- [Text]:
.....
# eclipse/pydev fehler bei auswahl des pythoninterpreters



## gasgesicht (15. Jun 2009)

hi,
wenn ich im eclipse pydev plugin den pythoninterpreter setzen will klapp alles soweit und der interpreter steht auch in der liste unter "python interpreters" aber wenn ich dann auf ok bestätige kommt nen dialog dass nen fehler aufgetreten ist und ich ins logfile schauen soll.
im log file steht dann:


> java.lang.NoSuchMethodError: method org.eclipse.swt.widgets.Tree.select with signature (Lorg.eclipse.swt.widgets.TreeItemV was not found.
> at org.python.pydev.ui.pythonpathconf.AbstractInterpreterEditor.updateTree(AbstractInterpreterEditor.java:722)
> etc...


ich dachte dass es evtl. am java-gcj liegt. aber eclipse läuft jetzt mit der sun jre 


> searching for compatible vm...
> testing /usr/lib/jvm/java-6-sun...found


und der fehler besteht immer noch .
jemand ne idee?

gruss


crossposting mit Das deutsche Python-Forum :: Thema anzeigen - eclipse/pydev fehler bei auswahl des pythoninterpreters


----------



## Vayu (15. Jun 2009)

bist du das hier auch?  [ubuntu] Eclipse 3.2.2 Pydev, nothing works (Jaunty) - Ubuntu Forums

wenn ja wärs schonmal ne gute info gewesen, dass du unter nem linux arbeitest  und welche eclipse version du benutzt etc.


----------



## gasgesicht (15. Jun 2009)

nene das ist nicht von mir  aber bin auch schon drüber gestoßen. dass eclipse mit der sun jre läuft geht ja bei mir sogar, aber anscheint ist das gar nicht das problem.


----------



## Vayu (15. Jun 2009)

wo liegt denn dein interpreter? oder ist der bei der jre dabei? Habe bei mir keinen gefunden auf die Schnelle


----------



## gasgesicht (15. Jun 2009)
.....
[Daten zur Beschriftung von Bereichen]
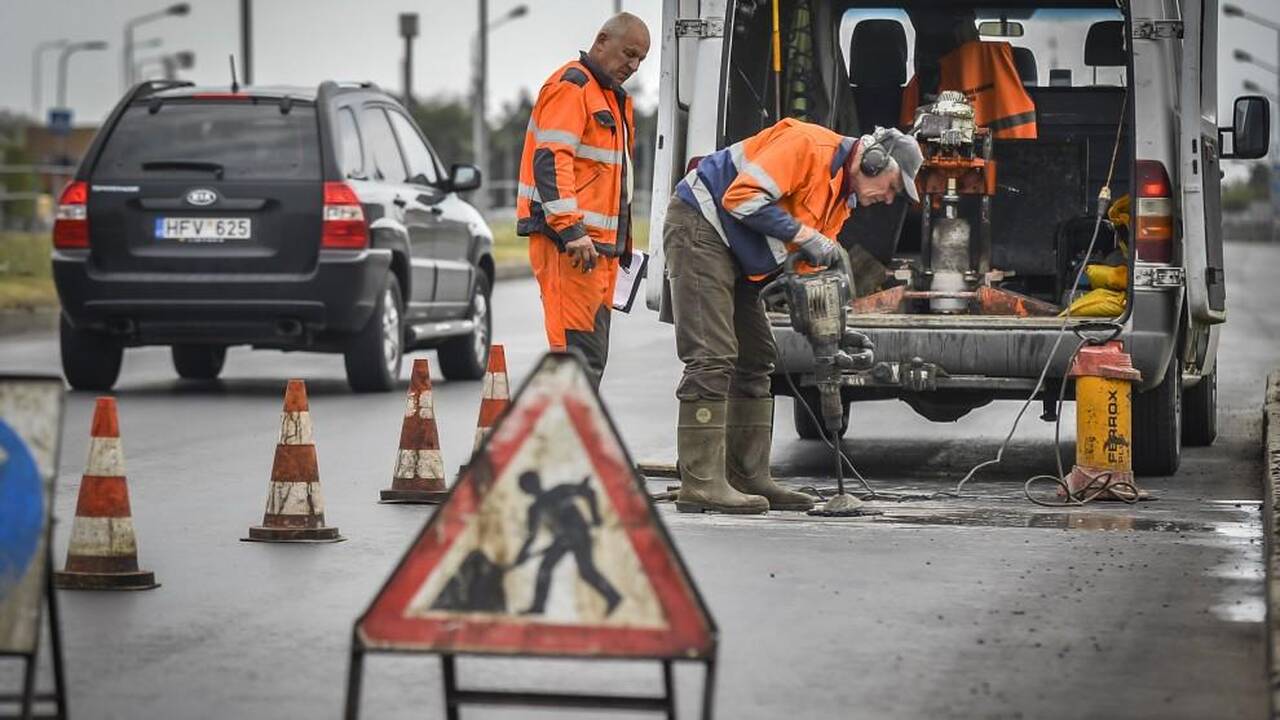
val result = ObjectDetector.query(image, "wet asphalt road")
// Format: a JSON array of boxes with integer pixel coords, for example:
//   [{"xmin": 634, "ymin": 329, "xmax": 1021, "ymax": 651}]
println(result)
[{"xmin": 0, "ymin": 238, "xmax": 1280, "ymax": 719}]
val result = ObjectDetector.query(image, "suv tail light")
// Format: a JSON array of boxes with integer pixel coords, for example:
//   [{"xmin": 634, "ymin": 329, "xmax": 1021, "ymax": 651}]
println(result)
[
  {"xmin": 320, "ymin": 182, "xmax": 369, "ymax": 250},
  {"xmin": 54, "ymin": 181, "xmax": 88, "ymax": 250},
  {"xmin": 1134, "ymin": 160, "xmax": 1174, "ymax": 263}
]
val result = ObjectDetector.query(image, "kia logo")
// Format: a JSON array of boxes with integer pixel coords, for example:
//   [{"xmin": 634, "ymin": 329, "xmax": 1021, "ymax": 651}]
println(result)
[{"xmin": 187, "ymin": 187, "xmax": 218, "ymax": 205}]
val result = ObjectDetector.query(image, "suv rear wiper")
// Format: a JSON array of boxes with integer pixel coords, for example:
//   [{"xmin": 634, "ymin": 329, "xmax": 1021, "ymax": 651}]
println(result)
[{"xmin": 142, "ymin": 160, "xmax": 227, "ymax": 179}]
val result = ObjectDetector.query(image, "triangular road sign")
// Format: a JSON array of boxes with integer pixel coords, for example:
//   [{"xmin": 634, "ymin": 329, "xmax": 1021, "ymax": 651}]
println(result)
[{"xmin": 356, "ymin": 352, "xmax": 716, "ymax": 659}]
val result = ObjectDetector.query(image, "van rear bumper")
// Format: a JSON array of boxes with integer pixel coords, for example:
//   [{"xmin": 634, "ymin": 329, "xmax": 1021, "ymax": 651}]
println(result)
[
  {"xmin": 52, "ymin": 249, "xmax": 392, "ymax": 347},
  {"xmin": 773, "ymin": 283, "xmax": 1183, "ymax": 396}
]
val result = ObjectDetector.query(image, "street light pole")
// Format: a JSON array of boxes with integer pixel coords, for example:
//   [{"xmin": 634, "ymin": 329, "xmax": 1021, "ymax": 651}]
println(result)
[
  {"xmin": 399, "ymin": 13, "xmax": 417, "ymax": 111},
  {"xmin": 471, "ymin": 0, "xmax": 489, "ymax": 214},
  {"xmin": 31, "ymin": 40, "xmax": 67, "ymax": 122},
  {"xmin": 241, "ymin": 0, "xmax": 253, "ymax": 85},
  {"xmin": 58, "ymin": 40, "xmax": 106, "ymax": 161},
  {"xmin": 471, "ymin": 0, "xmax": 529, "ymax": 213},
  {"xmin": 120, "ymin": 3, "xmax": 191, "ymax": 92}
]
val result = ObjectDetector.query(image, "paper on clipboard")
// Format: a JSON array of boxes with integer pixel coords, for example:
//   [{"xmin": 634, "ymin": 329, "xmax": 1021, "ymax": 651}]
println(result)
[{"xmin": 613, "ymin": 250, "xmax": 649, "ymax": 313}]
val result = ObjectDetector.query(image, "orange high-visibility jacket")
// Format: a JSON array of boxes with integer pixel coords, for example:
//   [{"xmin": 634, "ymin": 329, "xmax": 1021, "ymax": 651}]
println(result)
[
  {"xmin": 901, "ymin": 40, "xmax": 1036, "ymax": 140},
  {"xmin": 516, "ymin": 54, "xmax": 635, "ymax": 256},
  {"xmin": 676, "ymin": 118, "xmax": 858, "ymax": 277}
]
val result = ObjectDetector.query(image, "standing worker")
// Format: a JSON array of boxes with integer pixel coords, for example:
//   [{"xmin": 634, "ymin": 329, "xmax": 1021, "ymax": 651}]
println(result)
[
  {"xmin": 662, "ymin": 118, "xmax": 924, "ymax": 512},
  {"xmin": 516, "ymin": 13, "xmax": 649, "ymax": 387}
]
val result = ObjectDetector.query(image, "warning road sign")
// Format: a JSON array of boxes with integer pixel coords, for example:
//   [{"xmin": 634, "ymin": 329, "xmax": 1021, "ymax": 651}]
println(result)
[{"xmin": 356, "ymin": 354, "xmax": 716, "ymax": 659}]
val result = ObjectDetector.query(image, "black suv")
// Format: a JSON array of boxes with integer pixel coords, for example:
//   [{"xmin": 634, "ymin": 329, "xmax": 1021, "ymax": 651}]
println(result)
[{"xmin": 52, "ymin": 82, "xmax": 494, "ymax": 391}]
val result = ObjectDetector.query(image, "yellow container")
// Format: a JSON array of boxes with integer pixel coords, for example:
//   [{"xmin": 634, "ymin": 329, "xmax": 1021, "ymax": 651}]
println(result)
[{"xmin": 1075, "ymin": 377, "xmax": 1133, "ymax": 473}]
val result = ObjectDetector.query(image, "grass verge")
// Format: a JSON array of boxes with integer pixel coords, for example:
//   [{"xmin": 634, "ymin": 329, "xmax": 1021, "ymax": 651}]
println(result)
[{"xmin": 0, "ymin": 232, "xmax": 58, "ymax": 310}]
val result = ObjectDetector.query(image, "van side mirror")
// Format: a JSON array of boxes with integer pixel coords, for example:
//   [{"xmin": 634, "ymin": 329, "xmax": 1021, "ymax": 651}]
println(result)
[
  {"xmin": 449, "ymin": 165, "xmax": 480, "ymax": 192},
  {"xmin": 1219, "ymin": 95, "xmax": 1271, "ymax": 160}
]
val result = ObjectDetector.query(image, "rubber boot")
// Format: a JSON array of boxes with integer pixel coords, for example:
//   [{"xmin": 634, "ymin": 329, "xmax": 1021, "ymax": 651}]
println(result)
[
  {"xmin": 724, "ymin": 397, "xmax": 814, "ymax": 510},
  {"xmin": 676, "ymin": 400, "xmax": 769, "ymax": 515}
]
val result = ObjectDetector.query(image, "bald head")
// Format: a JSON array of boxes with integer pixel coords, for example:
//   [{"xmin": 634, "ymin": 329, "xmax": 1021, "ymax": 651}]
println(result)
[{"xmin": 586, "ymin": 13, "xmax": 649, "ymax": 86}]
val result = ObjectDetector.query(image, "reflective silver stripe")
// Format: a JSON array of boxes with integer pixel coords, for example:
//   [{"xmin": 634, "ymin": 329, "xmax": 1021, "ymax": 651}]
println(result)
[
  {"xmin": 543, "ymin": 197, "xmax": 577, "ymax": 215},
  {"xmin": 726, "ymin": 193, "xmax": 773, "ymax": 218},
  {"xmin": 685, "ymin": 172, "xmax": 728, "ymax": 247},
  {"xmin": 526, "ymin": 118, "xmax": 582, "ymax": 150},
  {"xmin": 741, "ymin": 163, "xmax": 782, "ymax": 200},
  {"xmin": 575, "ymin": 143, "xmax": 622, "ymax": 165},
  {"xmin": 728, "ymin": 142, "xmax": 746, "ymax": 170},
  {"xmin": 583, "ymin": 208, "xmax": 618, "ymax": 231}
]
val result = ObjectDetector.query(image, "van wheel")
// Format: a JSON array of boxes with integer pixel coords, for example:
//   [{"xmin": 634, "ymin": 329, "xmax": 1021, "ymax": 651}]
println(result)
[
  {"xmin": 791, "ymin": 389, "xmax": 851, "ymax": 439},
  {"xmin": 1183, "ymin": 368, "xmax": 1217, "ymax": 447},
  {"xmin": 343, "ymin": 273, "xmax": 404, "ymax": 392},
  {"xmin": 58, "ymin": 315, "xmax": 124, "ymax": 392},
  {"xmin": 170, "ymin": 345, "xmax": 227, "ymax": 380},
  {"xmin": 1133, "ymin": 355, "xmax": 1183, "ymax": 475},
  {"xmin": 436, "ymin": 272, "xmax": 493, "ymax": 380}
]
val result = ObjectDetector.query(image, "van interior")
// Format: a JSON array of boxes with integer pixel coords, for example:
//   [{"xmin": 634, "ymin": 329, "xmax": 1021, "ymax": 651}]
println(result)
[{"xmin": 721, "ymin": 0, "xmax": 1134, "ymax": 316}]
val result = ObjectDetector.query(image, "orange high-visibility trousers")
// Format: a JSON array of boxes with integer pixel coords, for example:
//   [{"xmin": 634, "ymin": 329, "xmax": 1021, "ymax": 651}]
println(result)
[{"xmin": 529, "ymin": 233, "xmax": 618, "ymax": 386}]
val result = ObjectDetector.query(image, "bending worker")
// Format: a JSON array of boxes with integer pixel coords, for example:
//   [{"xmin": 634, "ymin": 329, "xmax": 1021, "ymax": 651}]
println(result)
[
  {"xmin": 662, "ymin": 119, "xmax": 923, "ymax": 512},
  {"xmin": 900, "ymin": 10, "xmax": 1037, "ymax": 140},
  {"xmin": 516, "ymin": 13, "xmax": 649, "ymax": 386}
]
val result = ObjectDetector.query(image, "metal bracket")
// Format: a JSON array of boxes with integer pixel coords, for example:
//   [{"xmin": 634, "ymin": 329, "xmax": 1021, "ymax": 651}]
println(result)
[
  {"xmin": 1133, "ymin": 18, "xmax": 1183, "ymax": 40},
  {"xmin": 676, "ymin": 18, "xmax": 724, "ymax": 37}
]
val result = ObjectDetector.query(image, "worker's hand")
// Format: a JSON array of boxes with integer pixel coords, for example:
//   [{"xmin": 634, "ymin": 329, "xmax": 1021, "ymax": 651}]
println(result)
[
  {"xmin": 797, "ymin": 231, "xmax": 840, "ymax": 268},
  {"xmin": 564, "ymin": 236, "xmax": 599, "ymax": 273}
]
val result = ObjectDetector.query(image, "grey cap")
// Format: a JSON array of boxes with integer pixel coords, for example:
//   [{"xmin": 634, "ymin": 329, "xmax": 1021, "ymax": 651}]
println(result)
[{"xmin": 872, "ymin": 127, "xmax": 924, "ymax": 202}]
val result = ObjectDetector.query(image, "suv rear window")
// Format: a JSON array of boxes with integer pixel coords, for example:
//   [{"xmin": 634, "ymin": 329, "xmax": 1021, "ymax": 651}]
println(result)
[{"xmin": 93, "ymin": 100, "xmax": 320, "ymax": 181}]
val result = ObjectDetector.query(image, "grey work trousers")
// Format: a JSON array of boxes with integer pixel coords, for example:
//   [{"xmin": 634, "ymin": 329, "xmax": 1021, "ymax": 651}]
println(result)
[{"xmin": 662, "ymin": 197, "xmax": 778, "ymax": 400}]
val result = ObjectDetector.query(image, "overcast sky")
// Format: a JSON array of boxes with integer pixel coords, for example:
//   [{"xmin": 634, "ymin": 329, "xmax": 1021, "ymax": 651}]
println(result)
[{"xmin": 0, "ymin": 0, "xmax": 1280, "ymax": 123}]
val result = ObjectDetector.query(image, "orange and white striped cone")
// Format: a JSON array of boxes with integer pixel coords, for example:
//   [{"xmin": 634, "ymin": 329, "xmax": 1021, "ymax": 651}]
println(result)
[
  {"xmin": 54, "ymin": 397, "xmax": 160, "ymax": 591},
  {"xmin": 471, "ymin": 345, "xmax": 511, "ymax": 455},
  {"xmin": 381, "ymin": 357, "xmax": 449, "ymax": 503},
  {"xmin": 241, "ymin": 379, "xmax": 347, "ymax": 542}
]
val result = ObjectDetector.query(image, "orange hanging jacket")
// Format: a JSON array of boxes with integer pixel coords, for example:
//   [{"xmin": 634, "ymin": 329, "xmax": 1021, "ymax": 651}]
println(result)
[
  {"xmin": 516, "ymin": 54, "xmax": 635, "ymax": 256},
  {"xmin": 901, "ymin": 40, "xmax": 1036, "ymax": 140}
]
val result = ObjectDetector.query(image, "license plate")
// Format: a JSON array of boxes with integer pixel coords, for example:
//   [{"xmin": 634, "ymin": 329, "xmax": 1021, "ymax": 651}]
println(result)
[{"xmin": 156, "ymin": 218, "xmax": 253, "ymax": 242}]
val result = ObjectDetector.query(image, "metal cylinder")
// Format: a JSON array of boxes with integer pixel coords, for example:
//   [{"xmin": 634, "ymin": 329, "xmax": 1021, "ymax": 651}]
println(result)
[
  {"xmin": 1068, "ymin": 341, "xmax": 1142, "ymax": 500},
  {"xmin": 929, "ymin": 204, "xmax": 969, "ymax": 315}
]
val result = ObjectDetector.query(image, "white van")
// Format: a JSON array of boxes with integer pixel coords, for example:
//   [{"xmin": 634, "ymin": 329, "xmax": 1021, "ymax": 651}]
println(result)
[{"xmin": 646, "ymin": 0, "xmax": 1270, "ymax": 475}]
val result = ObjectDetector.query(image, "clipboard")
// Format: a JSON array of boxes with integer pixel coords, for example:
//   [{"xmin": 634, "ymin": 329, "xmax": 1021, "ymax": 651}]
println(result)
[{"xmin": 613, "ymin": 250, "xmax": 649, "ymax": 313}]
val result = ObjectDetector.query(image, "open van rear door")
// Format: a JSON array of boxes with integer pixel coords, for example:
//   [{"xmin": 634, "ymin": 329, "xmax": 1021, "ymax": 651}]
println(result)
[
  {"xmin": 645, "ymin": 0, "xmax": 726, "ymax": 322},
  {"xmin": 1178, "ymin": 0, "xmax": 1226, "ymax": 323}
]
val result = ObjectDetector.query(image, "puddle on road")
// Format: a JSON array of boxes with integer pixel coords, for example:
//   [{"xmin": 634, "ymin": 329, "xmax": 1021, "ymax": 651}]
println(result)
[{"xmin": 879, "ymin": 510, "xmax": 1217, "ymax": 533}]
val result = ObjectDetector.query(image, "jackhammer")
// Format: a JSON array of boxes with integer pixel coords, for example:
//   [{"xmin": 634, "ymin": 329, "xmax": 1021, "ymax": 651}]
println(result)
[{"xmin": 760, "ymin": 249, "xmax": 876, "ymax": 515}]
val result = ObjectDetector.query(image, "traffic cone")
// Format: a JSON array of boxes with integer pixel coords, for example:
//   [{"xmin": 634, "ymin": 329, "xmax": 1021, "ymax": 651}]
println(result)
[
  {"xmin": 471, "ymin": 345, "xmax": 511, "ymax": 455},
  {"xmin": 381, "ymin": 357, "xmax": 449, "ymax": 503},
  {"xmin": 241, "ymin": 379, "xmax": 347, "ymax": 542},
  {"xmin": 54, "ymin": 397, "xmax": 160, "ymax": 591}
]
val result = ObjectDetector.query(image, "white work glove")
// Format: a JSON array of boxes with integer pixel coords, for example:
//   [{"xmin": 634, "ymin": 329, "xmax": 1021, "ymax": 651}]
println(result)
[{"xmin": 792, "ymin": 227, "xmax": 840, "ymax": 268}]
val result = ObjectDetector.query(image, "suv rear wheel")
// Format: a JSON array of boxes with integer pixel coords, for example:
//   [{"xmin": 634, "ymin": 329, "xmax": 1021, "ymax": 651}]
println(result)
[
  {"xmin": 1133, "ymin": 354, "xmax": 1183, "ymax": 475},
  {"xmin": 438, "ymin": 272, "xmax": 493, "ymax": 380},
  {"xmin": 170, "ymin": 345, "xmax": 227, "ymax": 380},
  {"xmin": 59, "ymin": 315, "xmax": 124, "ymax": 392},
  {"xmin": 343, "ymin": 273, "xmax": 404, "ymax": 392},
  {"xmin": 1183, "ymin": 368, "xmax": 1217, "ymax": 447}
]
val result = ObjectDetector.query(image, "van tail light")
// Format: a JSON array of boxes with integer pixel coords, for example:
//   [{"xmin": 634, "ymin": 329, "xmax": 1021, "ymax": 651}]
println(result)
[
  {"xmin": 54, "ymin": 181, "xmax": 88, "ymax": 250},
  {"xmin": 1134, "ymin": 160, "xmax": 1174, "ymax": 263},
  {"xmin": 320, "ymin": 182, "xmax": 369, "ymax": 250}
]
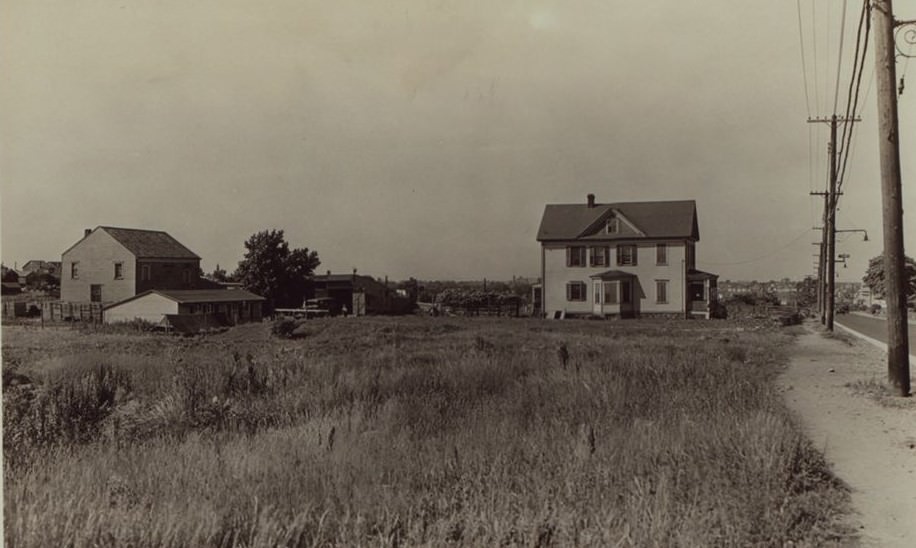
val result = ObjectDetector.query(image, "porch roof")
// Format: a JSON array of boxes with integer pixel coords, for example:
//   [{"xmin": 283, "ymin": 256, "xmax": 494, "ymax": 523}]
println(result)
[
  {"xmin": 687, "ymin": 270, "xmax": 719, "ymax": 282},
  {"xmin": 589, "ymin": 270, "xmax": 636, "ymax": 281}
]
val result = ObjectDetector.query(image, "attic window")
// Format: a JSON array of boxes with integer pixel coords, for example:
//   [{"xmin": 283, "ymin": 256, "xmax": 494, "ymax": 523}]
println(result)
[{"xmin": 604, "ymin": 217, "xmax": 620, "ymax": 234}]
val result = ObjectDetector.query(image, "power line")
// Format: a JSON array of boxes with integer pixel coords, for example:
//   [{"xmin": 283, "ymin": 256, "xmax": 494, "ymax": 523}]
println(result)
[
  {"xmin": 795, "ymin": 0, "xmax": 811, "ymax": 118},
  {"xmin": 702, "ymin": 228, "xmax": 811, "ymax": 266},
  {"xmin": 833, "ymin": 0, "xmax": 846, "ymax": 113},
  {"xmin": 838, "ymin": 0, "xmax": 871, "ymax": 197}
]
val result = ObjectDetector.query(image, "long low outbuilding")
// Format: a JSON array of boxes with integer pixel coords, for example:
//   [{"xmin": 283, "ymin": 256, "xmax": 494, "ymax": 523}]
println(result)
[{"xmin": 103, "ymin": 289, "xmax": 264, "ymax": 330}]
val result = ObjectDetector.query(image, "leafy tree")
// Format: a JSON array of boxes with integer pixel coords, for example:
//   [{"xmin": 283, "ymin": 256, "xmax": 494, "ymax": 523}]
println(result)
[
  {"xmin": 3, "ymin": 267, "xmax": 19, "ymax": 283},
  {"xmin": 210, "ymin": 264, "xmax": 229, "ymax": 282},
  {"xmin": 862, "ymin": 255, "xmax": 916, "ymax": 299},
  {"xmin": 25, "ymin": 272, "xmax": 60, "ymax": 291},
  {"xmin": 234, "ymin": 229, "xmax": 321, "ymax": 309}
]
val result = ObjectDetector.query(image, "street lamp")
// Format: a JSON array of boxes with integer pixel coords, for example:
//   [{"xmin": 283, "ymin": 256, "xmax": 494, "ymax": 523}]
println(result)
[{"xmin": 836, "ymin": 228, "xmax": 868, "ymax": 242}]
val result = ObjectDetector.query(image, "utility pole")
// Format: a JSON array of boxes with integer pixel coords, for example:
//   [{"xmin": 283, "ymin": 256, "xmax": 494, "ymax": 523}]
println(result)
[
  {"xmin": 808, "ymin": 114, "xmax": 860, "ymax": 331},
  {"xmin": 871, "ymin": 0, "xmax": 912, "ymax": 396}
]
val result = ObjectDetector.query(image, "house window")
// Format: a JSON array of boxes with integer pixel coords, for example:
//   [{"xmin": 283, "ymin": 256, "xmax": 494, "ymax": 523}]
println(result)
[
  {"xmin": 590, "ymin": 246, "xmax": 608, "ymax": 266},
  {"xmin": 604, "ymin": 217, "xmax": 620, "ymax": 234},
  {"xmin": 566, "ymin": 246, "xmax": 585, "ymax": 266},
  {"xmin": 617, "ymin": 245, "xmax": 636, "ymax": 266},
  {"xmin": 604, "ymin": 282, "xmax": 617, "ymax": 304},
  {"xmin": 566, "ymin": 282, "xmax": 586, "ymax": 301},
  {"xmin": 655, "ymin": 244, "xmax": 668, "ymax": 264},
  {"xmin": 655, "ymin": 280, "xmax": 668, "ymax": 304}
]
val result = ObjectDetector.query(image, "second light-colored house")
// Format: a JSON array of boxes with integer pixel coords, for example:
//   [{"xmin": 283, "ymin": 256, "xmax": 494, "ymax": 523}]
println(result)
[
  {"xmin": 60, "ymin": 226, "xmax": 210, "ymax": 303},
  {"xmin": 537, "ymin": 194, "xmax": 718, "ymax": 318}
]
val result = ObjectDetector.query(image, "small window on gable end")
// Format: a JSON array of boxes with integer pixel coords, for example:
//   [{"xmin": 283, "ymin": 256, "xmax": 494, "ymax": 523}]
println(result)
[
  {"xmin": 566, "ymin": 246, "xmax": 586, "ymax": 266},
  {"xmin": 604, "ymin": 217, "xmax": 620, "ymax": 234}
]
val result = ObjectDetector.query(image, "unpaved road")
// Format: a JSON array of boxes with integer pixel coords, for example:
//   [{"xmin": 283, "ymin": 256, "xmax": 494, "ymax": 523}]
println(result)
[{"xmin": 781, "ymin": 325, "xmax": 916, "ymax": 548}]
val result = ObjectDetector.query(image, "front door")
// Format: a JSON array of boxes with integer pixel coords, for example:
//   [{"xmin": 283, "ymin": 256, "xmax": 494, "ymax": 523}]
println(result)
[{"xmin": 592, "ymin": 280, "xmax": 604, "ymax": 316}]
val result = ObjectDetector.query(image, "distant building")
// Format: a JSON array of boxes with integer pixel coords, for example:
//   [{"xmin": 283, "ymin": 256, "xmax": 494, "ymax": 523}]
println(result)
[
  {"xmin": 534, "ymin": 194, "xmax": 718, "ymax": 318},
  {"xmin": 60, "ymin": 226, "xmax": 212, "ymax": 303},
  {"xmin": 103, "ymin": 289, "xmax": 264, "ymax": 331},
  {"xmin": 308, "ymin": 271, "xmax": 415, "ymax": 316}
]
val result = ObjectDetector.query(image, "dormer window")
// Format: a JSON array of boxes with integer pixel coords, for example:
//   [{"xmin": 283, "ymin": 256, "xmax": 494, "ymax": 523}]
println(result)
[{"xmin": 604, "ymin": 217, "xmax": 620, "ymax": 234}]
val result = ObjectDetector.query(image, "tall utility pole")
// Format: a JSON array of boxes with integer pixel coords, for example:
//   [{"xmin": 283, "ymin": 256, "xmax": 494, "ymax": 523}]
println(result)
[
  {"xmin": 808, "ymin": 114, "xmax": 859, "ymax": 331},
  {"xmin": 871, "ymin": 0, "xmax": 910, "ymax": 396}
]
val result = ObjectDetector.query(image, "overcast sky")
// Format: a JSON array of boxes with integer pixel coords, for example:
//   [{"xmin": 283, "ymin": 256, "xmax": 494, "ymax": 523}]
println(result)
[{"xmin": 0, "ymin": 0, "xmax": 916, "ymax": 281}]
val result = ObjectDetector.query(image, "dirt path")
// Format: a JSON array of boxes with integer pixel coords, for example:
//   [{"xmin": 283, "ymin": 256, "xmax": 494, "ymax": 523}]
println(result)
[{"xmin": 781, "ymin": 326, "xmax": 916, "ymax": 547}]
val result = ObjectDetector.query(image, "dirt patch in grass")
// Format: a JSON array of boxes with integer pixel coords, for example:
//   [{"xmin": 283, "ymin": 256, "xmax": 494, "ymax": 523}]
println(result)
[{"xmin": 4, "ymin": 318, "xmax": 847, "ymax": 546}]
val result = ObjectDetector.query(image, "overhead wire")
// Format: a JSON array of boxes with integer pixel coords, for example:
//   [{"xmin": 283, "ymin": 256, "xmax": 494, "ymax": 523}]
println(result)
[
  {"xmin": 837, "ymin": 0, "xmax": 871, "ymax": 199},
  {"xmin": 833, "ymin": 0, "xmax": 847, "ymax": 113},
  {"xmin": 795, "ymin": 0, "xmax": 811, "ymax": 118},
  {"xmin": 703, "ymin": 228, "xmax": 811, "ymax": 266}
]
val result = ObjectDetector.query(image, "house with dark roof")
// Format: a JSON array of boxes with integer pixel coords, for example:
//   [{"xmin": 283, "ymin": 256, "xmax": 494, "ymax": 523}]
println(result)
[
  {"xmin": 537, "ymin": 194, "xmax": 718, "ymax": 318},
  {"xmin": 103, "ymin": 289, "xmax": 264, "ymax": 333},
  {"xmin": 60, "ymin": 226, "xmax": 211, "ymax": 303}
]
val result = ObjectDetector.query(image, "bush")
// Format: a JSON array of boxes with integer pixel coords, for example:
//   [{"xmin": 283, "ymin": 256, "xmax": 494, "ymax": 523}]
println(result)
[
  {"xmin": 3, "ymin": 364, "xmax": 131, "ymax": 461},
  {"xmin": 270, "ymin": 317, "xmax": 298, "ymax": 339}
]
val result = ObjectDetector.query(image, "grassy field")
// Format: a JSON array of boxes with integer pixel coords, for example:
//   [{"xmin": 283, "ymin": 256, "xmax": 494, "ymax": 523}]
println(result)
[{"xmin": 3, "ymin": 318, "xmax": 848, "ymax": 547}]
.....
- [Deine Aufgaben]:
A) Übernimm aus dem Forumsthread zu Eclipse/PyDev wortgetreu die Stelle, die mit „im log file“ anfängt und sich bis einschließlich „for compatible vm...“ erstreckt.
B) Mit welcher JRE läuft Eclipse laut dem Forumsthread zu Eclipse/PyDev inzwischen?

- [Antworten]:
A)
im log file steht dann:


> java.lang.NoSuchMethodError: method org.eclipse.swt.widgets.Tree.select with signature (Lorg.eclipse.swt.widgets.TreeItemV was not found.
> at org.python.pydev.ui.pythonpathconf.AbstractInterpreterEditor.updateTree(AbstractInterpreterEditor.java:722)
> etc...


ich dachte dass es evtl. am java-gcj liegt. aber eclipse läuft jetzt mit der sun jre 


> searching for compatible vm...

B) Mit der Sun JRE.